An exact copy of the listing is required, with its pictures removed.

***

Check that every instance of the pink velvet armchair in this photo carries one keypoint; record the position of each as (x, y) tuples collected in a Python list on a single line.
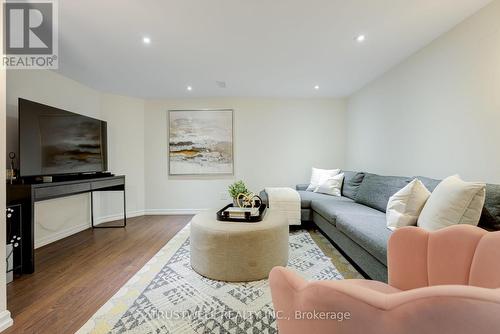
[(439, 282)]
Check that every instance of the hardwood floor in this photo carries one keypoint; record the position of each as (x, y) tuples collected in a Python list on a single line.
[(75, 276)]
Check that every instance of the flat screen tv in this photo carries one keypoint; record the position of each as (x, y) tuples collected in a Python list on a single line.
[(53, 141)]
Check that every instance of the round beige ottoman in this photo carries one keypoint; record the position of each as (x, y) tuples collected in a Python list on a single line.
[(238, 252)]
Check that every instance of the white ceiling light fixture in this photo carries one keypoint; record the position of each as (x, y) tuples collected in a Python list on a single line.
[(360, 38)]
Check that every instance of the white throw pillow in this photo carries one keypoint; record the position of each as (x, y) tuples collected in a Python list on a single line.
[(331, 185), (320, 174), (453, 202), (405, 206)]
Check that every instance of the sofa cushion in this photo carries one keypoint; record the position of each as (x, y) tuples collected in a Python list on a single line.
[(352, 181), (306, 197), (375, 190), (368, 231), (490, 217), (429, 183), (330, 210), (299, 187)]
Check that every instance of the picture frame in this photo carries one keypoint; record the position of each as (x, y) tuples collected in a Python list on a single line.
[(201, 142)]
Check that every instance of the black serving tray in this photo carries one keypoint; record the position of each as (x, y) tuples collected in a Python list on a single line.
[(248, 219)]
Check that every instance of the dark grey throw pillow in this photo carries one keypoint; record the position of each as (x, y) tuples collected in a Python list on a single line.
[(352, 181), (490, 217), (375, 190)]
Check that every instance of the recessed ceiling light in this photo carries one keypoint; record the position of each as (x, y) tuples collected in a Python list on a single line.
[(360, 38)]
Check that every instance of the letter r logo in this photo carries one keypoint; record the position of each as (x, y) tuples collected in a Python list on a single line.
[(28, 28)]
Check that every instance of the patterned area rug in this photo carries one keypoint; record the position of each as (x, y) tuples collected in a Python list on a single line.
[(167, 296)]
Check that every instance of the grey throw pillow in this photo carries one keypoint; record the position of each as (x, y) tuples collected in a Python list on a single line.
[(352, 181)]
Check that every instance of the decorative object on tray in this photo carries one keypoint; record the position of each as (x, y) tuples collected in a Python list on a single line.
[(201, 142), (246, 205), (236, 190), (237, 214)]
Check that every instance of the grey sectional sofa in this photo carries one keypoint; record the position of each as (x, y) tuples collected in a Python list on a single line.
[(356, 223)]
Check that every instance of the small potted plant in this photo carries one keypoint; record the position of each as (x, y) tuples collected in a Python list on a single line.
[(236, 189)]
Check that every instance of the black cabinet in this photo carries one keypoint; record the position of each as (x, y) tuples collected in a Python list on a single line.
[(14, 239), (27, 194)]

***

Output below -
Check that every instance of the pink velvet armchair in this photo carries one keypoint; record the position of each as (x, y) tuples collected in a Python list on a single line.
[(439, 282)]
Check that every instance of the hardwood floor in this photo carries one keypoint; record the position of each as (x, y) tuples collected in a Python list on a single line.
[(75, 276)]
Check that every instance of the flat screen tv in this photo carries one keypoint; record the position of each as (x, y) tuples collected in a Python list on a single line.
[(53, 141)]
Check that every instance of the round beige ottoman in this photo carries one keypoint; record the position of each as (x, y) tuples collected in a Python list on a single line.
[(238, 252)]
Check that every instance of the white ceiling light fixture in this photo carries one keypoint; record the position of each as (x, y) tuples collected in a Python list on a single line.
[(360, 38)]
Check that every instance of the white throw pillow in this photo carries one keypoint; record the position of each as (x, y) tuples collected in a Python list on a single line.
[(331, 185), (320, 174), (453, 202), (405, 206)]
Check that every instance of the sofa cushion in this photo carries one keypoint; record the position of each as (x, y) tuples collected in a Python list on a single line.
[(352, 181), (306, 197), (375, 190), (368, 231), (490, 217), (429, 183), (330, 210), (299, 187)]
Check that every instance of the picture frame in this photo carries one keypoint; record the position of each as (x, y) tuples collected in a Python list on a single line.
[(201, 142)]
Check that every instance of the black serving tray in this photo carries one keypoint; record the position of each as (x, y) tuples collected in a Python list on a single line.
[(248, 219)]
Check that every instance of the dark grey throw pillow in this photo carries one keypoint; record the position of each as (x, y) tuples collected in a Python list on a single line.
[(352, 181), (490, 217), (375, 190)]
Check that every instance of the recessed ceiling light in this photo carries one keypoint; record the position of each as (x, y) tuples collected in a Python list on a single line.
[(360, 38)]
Check that every instance of the letter r logo in this photo carries one keypoint; record the position of each as (x, y) tuples collected in a Python list on a single line.
[(28, 28)]
Check that every instance of the patterned area rug in this photo carries one keypoint; record the position of each as (x, y) tuples collected in a Python list on a single line.
[(167, 296)]
Check that every instance of the grey throw pillow in this photo carries one keypoint; record the position of each as (x, y) tuples collected in a Python list on a single line.
[(352, 181)]
Check that every instance of the decorative object on tray in this photo carries one keypoint; record the position of each as (x, y) tuples collected in a Python list on a single line.
[(201, 142), (246, 205), (236, 190), (237, 214)]
Check that every instance of the grey sectional sofa in this photo carries one keypoint; record the position of each as (x, y) tuples collected in a Python list on a single line.
[(356, 223)]
Check that every instance of the small potted plant in this photo carries one keypoint; record the position of each as (x, y) tuples collected in a Python list on a single line.
[(236, 189)]
Check that every instance of the black cabinet in this photo carries one keypoint; record the position of each as (x, y) tuples collected in a Python list on a single line.
[(14, 239), (27, 194)]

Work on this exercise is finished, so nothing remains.